ROWS:
+--
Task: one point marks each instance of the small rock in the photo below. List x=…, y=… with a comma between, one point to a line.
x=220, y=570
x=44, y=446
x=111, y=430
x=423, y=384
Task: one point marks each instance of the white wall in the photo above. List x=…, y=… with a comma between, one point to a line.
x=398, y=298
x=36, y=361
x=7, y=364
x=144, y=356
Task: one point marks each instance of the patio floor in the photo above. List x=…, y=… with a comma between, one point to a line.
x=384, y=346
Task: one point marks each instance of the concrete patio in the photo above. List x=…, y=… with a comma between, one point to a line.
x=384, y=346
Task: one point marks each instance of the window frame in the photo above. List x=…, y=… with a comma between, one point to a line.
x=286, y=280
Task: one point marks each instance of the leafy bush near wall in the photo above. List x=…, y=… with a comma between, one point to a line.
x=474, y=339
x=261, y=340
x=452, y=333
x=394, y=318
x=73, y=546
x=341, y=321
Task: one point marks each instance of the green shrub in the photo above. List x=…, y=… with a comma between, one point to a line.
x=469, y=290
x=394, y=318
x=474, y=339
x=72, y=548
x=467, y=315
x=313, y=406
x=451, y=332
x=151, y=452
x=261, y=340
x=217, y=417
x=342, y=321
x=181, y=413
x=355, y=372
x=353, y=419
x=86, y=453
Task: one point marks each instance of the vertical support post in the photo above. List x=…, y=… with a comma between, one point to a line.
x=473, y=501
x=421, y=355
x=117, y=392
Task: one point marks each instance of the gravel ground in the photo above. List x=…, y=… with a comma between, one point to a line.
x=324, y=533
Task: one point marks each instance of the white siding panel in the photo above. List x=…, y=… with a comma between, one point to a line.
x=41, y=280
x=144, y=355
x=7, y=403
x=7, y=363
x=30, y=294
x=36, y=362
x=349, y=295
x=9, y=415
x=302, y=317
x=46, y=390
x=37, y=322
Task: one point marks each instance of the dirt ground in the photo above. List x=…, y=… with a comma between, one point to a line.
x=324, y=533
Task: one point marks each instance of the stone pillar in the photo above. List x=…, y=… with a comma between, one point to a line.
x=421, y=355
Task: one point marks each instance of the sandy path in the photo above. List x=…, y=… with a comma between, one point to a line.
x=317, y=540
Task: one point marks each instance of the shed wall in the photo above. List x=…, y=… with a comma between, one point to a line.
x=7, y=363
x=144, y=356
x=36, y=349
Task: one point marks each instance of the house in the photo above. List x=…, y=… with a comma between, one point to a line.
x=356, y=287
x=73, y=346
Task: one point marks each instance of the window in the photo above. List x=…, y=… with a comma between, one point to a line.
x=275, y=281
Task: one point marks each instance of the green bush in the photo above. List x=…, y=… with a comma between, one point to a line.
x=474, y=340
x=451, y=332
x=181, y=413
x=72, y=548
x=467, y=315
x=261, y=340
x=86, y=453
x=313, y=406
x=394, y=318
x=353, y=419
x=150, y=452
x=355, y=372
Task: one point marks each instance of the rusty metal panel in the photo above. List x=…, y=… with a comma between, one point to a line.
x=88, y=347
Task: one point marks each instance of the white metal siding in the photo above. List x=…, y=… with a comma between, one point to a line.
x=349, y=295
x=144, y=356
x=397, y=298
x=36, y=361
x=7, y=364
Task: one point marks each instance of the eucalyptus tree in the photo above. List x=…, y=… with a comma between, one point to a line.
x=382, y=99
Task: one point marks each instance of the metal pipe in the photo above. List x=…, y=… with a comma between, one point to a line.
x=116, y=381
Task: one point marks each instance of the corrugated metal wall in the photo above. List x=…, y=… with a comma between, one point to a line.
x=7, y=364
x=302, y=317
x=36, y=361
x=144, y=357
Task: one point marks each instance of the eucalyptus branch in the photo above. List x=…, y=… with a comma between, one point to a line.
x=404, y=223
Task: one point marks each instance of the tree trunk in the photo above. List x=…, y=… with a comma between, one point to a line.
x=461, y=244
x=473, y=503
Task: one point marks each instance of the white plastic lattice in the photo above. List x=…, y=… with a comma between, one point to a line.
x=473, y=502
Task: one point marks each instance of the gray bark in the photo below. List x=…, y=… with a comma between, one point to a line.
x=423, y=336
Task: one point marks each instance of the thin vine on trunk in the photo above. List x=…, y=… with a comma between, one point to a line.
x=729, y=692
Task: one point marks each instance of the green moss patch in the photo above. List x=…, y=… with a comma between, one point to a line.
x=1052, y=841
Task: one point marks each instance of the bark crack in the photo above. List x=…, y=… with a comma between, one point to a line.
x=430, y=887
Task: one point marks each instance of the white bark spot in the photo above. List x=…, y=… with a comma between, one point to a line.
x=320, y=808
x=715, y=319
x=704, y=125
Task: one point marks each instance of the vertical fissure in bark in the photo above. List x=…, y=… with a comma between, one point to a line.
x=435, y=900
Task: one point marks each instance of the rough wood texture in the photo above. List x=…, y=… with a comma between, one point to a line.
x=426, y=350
+--
OBJECTIVE: Rewrite all of the items above, swapping "instance" for "occurrence" and leaving everything else unchanged.

RESULT:
Task: one point marks each occurrence of the small rock in the photo below. List x=…, y=… with a comma between, one point to a line.
x=220, y=570
x=44, y=446
x=111, y=430
x=423, y=384
Task: one point marks each occurrence of the white wall in the photo above. List x=…, y=… with a comma between, one point to a line.
x=398, y=298
x=36, y=361
x=7, y=364
x=144, y=356
Task: one point marks each occurrence of the patio floor in the photo above. List x=…, y=… with a comma between, one point to a line.
x=384, y=346
Task: one point marks each occurrence of the concrete patio in the photo above. List x=…, y=… with a comma between, one point to a line.
x=384, y=346
Task: one point marks each occurrence of the window frame in the photo above. List x=…, y=… with a comma between, one point to a line.
x=286, y=280
Task: one point marks each occurrence of the leafy bush near wall in the photo above. List x=…, y=… with a comma between, one point to a line.
x=474, y=339
x=261, y=340
x=452, y=333
x=394, y=318
x=73, y=546
x=341, y=321
Task: one point marks each occurrence of the green shrub in the photo above. List x=…, y=… with a comma between, one point to a line.
x=469, y=290
x=394, y=318
x=474, y=339
x=72, y=548
x=467, y=315
x=313, y=406
x=451, y=332
x=151, y=452
x=261, y=340
x=217, y=417
x=342, y=321
x=181, y=413
x=355, y=372
x=353, y=419
x=86, y=453
Task: one point marks each occurrence of the vertical support post in the photo above. List x=…, y=… with a comma between, one point to a line.
x=473, y=501
x=421, y=355
x=117, y=392
Task: one point marks each occurrence of the gravel ground in the photo above. List x=…, y=… with a comma between, one point to a line.
x=324, y=533
Task: one point marks each occurrence of the white siding panel in the photo above. List x=…, y=… with a comma between, one point to a line.
x=41, y=280
x=144, y=355
x=7, y=403
x=7, y=363
x=30, y=294
x=36, y=362
x=349, y=295
x=9, y=415
x=302, y=317
x=46, y=390
x=37, y=322
Task: one point marks each occurrence of the dirt ground in the photo above. List x=…, y=… with a comma between, one point to a line.
x=324, y=533
Task: one point marks each occurrence of the stone pillar in the photo above. List x=…, y=… with a comma between, one point to a line.
x=421, y=355
Task: one point marks each occurrence of the sandy path in the photo above. List x=…, y=… with a comma between, one point to a line.
x=317, y=540
Task: one point marks each occurrence of the shed wall in the photo above. List x=…, y=… with a comma between, one point to a line.
x=7, y=363
x=144, y=356
x=36, y=349
Task: one point marks each occurrence of the house in the photo above. List x=…, y=… with a comma between, one point to a line.
x=356, y=287
x=73, y=346
Task: one point marks each occurrence of the window in the photo above. List x=…, y=… with a comma between, one point to a line.
x=275, y=281
Task: one point marks each occurrence of the green bush in the photo above. List x=…, y=… with a comma between, one point to a line.
x=474, y=340
x=451, y=332
x=181, y=413
x=72, y=548
x=467, y=315
x=261, y=340
x=86, y=453
x=313, y=406
x=394, y=318
x=353, y=419
x=150, y=452
x=355, y=372
Task: one point marks each occurrence of the rusty metal panel in the photo above. List x=…, y=… with a comma between, one point to a line.
x=88, y=347
Task: one point marks each occurrence of the white metal siding in the photo above. List x=…, y=… with a comma between, one point to a line.
x=349, y=295
x=144, y=356
x=397, y=298
x=36, y=361
x=7, y=364
Task: one point marks each occurrence of the eucalyptus tree in the photo above. List x=…, y=… with a comma between, one point to a line.
x=382, y=99
Task: one point marks each occurrence of the metal pipe in the photo above. List x=…, y=… with a comma between, one point to a line.
x=116, y=381
Task: one point marks each occurrence of the corrugated metal wall in the photo above. List x=…, y=… with a comma between, one point to a line.
x=7, y=364
x=302, y=317
x=36, y=361
x=144, y=357
Task: one point marks each occurrence of the eucalyptus branch in the photo above. List x=…, y=… with a comma between, one point to a line.
x=404, y=223
Task: one point marks each occurrence of the tree trunk in the photo above. List x=…, y=… with a comma between, one point to a line.
x=461, y=244
x=473, y=503
Task: one point marks each occurrence of the white plastic lattice in the photo above. List x=…, y=… with a comma between, one point to a line.
x=473, y=502
Task: one point marks each occurrence of the gray bark in the photo below. List x=…, y=… with a comma between, one point to a line.
x=423, y=336
Task: one point marks each occurrence of the thin vine on trunk in the photo above. List x=…, y=… with a comma between, one point to a line.
x=729, y=692
Task: one point marks each occurrence of the green moss patch in the photo above. List x=…, y=… with a comma between, one point to a line.
x=1052, y=841
Task: one point marks each occurrence of the bark crack in the photo above. List x=…, y=… with a comma between, one point to a line.
x=430, y=887
Task: one point marks each occurrence of the white bark spot in the photo above. List x=…, y=… with a comma between, one point to a line.
x=320, y=808
x=715, y=319
x=704, y=125
Task: one point marks each occurrence of the vertical fissure in bark in the photo above. List x=…, y=… with a comma between, one point to a line.
x=435, y=900
Task: one point marks each occurrence of the rough wood texture in the photo above. List x=…, y=… with a comma between, one point to a line.
x=426, y=350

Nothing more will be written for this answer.